[Start Document section]

Arch Linux. Everyone said it was hard to use, unstable, etc. but my experience with it has been the exact opposite.
Yes, the install process is needlessly complicated (although it got a lot simpler now that we have archinstall), but the OS itself is rock solid and rarely has any issues that require more than a reboot or a package reinstall to solve. The AUR is a godsend too if you don't want or don't know how to compile stuff from source.
Puppy linux seems like its still one of the more unique Linuxes around. Its my go-to when I need to do a recovery for family/friends and seems to almost work with any system. If it can, it will load its entire system into the RAM and go to town. If it cant. then it will act like a live disk...but you can "save" the OS multiple different places. Its a fun little OS.
Debian. Since so many distros are based of it I always thought of it to be a stripped down, minimal and basic distro, but after daily driving for a year now in suprised how feature complete and pleasent it is out of the box with kde DE.
Alpine
It just gives me the system and go "do whatever"
It's snappy, decluttered, doesn't get in the way
It doesn't have a bazillion systemd components, it's as barebones as it can be
OpenSuSE - YaST is as good as is made out to be. I like how many fundamental parts of linux are managed via one tool. Other distros I'd used before were heterogenous mix of tools that felt cobbled together and inconsistent, while YaST feels well designed, integrated and consistent.
I've tried all the usual distros many times over the years but never an arch based distro until last year. I gave arch a go first and it was great but then tried endeavouros and it came with the fixes I needed and was more instantly good from the first boot. The AUR and arch wiki stuff just makes the whole experience most (sry to use this term) Windows like in terms of fixes and support.

[End Document section]

» Task instructions
(1) Output the passage from the distro comments word for word, beginning at the words "Debian. Since so" and stopping after "with kde DE.".
(2) Summarize the Linux distro comments in two sentences.

[Start Recorded information]

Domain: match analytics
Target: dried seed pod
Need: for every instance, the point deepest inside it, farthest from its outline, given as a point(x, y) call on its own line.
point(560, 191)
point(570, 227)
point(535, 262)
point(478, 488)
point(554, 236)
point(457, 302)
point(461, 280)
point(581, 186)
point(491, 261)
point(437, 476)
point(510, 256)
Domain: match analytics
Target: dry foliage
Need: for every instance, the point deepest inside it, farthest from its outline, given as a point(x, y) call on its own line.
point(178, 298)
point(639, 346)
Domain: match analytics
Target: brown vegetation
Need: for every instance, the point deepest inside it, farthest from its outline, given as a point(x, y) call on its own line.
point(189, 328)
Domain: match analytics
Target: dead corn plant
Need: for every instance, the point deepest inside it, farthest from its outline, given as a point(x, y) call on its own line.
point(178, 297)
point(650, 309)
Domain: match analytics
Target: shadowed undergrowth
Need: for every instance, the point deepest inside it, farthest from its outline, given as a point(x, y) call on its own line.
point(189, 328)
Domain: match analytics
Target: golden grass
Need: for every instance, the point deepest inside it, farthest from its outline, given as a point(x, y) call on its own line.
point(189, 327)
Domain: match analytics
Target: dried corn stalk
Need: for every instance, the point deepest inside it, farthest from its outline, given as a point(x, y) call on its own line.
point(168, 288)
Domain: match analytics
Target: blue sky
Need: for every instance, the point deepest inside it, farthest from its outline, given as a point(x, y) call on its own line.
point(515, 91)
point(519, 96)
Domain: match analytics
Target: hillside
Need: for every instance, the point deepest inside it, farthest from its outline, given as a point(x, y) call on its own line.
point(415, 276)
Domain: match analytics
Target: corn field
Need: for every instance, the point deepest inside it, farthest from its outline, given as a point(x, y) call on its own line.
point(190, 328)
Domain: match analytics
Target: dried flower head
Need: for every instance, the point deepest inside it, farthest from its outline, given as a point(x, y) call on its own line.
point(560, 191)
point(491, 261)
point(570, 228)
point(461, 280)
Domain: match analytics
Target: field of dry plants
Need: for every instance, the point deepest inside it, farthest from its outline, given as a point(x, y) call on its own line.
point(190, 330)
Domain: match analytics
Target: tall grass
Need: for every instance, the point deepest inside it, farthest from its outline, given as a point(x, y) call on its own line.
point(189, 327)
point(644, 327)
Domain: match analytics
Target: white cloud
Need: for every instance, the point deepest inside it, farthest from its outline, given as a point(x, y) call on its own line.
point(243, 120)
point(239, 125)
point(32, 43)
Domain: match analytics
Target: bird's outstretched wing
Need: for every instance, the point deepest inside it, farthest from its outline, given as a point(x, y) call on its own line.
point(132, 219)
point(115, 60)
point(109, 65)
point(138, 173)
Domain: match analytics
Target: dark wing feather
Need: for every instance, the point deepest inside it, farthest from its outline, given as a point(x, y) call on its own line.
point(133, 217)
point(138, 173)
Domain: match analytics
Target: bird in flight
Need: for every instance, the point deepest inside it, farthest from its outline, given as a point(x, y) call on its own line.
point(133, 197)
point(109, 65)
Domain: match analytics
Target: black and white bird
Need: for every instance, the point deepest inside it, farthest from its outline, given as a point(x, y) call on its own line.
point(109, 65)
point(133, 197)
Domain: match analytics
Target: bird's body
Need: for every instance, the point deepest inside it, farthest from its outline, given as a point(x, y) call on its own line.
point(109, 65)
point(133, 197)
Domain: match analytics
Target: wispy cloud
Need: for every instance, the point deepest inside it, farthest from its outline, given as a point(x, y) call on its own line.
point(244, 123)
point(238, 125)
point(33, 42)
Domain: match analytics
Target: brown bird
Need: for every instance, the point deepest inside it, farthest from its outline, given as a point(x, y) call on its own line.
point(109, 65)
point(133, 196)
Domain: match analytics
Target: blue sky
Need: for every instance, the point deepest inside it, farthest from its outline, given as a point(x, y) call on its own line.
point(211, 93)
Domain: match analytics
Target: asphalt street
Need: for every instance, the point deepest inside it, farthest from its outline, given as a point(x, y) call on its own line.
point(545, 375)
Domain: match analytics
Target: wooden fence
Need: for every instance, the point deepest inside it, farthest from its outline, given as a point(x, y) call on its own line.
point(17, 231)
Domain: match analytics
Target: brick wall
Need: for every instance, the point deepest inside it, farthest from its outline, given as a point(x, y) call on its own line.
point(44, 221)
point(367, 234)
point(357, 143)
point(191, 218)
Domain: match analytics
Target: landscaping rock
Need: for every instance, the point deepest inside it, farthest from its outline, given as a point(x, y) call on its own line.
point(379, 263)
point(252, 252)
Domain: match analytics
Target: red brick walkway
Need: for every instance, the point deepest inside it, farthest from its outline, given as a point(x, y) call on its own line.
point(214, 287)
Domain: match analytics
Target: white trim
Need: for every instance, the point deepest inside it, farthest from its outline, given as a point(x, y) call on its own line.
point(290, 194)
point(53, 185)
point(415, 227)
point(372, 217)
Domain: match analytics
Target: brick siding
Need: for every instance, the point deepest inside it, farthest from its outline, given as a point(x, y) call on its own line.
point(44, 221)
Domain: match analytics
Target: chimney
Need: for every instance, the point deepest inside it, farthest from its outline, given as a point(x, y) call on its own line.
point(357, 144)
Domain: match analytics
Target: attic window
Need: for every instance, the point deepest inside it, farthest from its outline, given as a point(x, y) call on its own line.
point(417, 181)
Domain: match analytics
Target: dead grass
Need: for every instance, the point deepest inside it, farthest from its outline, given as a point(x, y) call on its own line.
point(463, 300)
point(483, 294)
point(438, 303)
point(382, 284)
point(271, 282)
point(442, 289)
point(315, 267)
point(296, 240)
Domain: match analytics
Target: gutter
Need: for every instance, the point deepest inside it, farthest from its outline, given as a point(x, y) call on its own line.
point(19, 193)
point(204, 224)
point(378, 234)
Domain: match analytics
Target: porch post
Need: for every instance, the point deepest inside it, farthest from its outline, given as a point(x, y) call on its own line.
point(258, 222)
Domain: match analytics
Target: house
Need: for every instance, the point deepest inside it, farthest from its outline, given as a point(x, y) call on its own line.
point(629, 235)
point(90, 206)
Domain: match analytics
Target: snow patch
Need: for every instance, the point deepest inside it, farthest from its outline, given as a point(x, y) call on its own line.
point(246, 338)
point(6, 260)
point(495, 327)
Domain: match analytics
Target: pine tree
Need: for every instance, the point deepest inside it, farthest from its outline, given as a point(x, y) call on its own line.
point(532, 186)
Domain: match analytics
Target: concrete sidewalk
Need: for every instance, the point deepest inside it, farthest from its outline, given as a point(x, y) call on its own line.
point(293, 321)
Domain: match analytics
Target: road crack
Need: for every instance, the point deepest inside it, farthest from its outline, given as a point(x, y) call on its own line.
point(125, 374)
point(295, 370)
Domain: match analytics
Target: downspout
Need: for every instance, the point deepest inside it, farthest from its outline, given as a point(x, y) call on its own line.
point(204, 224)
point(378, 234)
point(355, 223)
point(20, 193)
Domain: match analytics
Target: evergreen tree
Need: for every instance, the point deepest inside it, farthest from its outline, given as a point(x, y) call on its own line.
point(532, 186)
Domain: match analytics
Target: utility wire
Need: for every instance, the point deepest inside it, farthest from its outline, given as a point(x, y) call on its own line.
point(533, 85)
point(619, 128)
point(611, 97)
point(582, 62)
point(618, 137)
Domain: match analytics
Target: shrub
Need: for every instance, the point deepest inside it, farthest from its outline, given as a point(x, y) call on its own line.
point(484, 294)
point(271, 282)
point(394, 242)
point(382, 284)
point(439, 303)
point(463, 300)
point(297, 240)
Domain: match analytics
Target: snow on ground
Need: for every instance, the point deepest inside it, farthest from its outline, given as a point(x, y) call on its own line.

[End Recorded information]

» Task-by-task solutions
(1)
Debian. Since so many distros are based of it I always thought of it to be a stripped down, minimal and basic distro, but after daily driving for a year now in suprised how feature complete and pleasent it is out of the box with kde DE.

(2) Commenters describe Arch Linux as rock solid despite its reputation and complicated install, Debian as surprisingly feature complete and pleasant out of the box with KDE, and EndeavourOS as working well from the first boot. Others praise Puppy Linux for family recovery work on almost any system, Alpine for being snappy and barebones, and openSUSE for YaST, which manages many fundamental parts of Linux in one consistent tool.